** Extracted records follows **

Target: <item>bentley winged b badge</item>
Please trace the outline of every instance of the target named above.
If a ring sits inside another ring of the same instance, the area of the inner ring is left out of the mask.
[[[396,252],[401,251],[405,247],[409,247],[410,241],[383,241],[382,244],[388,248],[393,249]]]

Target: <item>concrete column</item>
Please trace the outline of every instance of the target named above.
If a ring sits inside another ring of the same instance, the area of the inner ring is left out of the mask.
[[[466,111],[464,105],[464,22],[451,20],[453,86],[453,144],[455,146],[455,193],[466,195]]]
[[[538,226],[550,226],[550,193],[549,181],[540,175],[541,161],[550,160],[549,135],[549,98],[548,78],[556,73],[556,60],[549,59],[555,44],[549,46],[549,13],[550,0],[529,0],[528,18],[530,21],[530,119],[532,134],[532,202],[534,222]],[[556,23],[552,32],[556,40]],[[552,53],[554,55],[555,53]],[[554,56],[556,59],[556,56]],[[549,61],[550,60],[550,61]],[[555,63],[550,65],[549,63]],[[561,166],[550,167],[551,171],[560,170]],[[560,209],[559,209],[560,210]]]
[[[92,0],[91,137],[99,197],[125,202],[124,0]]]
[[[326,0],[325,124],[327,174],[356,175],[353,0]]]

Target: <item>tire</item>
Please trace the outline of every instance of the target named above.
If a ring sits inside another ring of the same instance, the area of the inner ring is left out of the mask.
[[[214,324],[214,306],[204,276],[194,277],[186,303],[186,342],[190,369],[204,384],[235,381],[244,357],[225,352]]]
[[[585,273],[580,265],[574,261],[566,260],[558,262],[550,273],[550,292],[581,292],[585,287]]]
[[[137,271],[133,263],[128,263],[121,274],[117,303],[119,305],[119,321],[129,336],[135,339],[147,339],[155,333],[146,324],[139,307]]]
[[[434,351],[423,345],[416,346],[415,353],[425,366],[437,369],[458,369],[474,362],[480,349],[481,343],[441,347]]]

** End of Extracted records **

§ Task to carry out
Copy every line that includes the string "item" from the material above.

§ Expected answer
Target: <item>bentley winged b badge</item>
Target: <item>concrete column</item>
Target: <item>tire</item>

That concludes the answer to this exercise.